*Natural-language object grounding data*.
######

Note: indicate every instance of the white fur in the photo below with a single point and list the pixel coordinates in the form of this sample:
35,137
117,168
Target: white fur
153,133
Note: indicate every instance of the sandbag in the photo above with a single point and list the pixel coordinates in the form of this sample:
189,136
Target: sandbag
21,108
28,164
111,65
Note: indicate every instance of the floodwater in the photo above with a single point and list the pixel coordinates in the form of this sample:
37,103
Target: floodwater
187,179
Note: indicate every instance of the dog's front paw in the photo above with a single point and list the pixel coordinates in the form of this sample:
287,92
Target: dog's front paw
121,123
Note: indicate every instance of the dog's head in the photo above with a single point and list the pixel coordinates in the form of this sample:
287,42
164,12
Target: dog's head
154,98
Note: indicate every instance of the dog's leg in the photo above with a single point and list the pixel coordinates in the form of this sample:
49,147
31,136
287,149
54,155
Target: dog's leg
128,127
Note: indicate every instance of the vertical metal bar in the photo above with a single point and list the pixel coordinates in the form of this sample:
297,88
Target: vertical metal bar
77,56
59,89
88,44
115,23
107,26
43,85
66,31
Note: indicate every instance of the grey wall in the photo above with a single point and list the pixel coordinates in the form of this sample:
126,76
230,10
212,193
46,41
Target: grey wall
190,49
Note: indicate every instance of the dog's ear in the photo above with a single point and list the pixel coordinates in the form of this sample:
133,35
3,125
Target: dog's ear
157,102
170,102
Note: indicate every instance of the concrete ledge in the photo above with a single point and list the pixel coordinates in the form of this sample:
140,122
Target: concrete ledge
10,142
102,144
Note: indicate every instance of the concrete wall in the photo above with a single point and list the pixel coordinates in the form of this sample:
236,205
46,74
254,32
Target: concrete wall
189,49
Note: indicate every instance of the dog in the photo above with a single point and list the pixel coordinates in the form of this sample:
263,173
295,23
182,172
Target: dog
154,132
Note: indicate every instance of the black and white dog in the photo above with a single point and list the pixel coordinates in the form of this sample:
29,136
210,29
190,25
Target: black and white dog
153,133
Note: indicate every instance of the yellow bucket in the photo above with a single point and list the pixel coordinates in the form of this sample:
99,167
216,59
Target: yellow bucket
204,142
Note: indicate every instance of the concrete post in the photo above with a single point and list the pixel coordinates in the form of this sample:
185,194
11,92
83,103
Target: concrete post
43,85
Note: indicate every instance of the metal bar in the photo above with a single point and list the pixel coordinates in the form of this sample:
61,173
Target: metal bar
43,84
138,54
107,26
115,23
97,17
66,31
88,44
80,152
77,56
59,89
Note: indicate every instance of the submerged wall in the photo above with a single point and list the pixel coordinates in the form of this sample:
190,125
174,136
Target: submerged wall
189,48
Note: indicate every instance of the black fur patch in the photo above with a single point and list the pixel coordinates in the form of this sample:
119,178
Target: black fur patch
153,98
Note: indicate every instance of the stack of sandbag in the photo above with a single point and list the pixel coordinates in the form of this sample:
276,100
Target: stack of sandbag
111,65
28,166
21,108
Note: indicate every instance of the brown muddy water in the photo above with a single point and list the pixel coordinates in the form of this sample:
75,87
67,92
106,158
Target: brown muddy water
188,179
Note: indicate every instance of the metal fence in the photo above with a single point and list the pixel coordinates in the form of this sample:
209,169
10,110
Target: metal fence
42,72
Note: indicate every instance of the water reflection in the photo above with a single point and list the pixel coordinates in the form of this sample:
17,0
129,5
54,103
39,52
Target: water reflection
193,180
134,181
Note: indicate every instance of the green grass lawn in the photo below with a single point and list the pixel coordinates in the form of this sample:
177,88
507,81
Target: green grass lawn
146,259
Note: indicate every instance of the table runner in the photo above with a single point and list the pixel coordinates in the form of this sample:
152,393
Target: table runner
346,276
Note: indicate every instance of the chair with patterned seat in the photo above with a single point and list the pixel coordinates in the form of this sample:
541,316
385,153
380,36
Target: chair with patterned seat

######

*Task objective*.
Return the data above in full, keeping each line exactly as it stands.

*Written response*.
Note: indicate every instance of the white fur in the photo below with a single point and list the pixel coordinates in the form of this sample:
35,137
117,168
Target: white fur
153,133
Note: indicate every instance of the sandbag in the photo above with a single point and list the pixel coordinates in the form of this sample:
189,136
Target: sandbag
21,108
28,164
111,65
Note: indicate every instance of the floodwater in the photo above with a single point and list the pixel coordinates in the form of this sample:
37,103
Target: floodwater
187,179
Note: indicate every instance of the dog's front paw in the photo above with a single point and list the pixel coordinates in the form of this sample:
287,92
Target: dog's front paw
121,123
Note: indicate every instance of the dog's head in the photo above with a single point and list the pixel coordinates in the form of this sample:
287,42
164,12
Target: dog's head
154,98
Note: indicate every instance of the dog's leg in the photo above with a single point and list the pixel coordinates in the form of this sample:
49,147
31,136
287,149
54,155
Target: dog's leg
128,127
Note: indicate every instance of the vertical metal bar in the photo above with a single point and list the pixel coordinates in the form of this sample:
297,88
Target: vertical metal bar
77,56
59,89
88,44
115,23
107,26
43,85
66,31
Note: indicate every instance of the grey wall in the photo above with a single point and list the pixel coordinates in the form of this sample:
126,76
230,10
212,193
46,41
Target: grey wall
190,49
Note: indicate every instance of the dog's ear in the photo above with a single point and list the pixel coordinates in the form of this sample:
133,35
3,125
Target: dog's ear
157,102
170,102
Note: indicate every instance of the concrete ledge in the photo above with a single point and list the pixel coordinates in the form of this sample:
140,122
Target: concrete ledge
10,142
102,144
Note: indicate every instance of the concrete wall in the photo above with a single point and list the pixel coordinates in the form of this sample:
236,205
46,74
254,32
Target: concrete wall
189,49
Note: indicate every instance of the dog in the photo above with a single point and list the pixel coordinates in the form of this sample:
263,173
295,23
182,172
Target: dog
154,132
Note: indicate every instance of the black and white dog in the photo above with a single point and list the pixel coordinates in the form of this sample:
29,136
210,29
190,25
Target: black and white dog
153,133
Note: indicate every instance of the yellow bucket in the photo above with a single point and list the pixel coordinates in the form of this sample:
99,167
216,59
Target: yellow bucket
204,142
Note: indicate every instance of the concrete post in the photo above with a single point and list the pixel coordinates in the form of this sample:
185,194
11,92
83,103
Target: concrete post
43,85
Note: indicate every instance of the metal bar in the photo above with a single point and list the pixel coordinates in the form of this sample:
61,173
Target: metal bar
43,84
138,54
107,26
115,23
97,17
66,31
88,44
80,152
77,56
59,89
Note: indicate every instance of the submerged wall in the photo above with a single point and list the pixel coordinates in the form of this sample:
190,125
174,136
Target: submerged wall
189,48
Note: indicate every instance of the black fur patch in the photo above with a single point and list the pixel coordinates in the form of this sample:
119,178
Target: black fur patch
153,98
Note: indicate every instance of the stack of sandbag in the photo above with a single point and list the pixel coordinates in the form of this sample:
276,100
Target: stack of sandbag
111,65
28,166
21,108
Note: indicate every instance of the brown muddy water in the photo above with a single point and list the pixel coordinates in the form of this sample:
75,87
67,92
106,158
Target: brown muddy water
188,179
Note: indicate every instance of the metal fence in the photo above with a single point and list the pixel coordinates in the form of this sample:
209,169
10,110
Target: metal fence
42,72
Note: indicate every instance of the water reflection in the photo above with a single point and list the pixel coordinates in the form of this sample:
17,0
129,5
54,103
39,52
Target: water reflection
193,180
134,181
Note: indicate every instance of the green grass lawn in the photo below with a single point and list the pixel coordinates in the form of this sample:
177,88
507,81
Target: green grass lawn
146,259
Note: indicate every instance of the table runner in the photo above with a single point and list the pixel coordinates in the form of this sample:
152,393
Target: table runner
346,276
Note: indicate every instance of the chair with patterned seat in the photo above with a single point and list the pixel coordinates in the form of this sample:
541,316
385,153
380,36
Target: chair with patterned seat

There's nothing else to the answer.